**TRY IT**
With the pictures set aside, reproduce each entry precisely as it reads.

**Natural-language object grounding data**
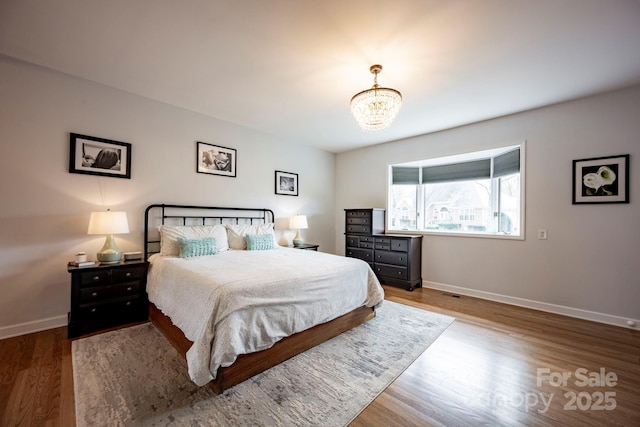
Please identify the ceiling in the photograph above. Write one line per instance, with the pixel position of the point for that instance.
(290, 67)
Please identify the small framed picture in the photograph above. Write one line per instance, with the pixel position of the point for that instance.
(216, 160)
(286, 183)
(601, 180)
(99, 156)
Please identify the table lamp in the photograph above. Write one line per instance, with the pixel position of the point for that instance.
(298, 222)
(108, 223)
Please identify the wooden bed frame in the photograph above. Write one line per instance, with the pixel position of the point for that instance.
(246, 365)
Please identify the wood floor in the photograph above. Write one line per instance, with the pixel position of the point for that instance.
(496, 365)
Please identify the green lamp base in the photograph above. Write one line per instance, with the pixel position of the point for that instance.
(110, 253)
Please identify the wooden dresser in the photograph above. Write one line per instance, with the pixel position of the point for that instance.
(395, 258)
(107, 295)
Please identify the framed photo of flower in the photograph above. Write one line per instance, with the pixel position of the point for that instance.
(216, 160)
(601, 180)
(98, 156)
(286, 183)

**ANSWER SECTION**
Please identify the ceiling in the photograph above. Write one line per instance, with the pixel position of the point for that instance.
(290, 67)
Please identify the small framed picture in the photograph above. Write one line per instance, with the pixel position of the point for that instance.
(216, 160)
(286, 183)
(601, 180)
(99, 156)
Please identify the table lamp in the photograph above. Write one line per instance, with the pixel position of the point for that instance.
(298, 222)
(108, 223)
Please identify the wooden bed frame in the photograph above. Write one line per instance, with the pixel position of the point for that instance.
(246, 365)
Please identify the wood floor in the photograph above. Write one line per instance, with the pixel position of the point for that instance.
(496, 365)
Please identify the green lamp base in the photograph above. Write one line per instance, with the pixel position of the point for that instance.
(110, 253)
Please identify the wooden dresser in the photograph above. Write one line per instance, with the pixel position of the point for that instance.
(395, 258)
(107, 295)
Please identify the framed photo of flower in the photograph above. Write one line per instance, with the pixel position of the point for that instance.
(216, 160)
(601, 180)
(98, 156)
(286, 183)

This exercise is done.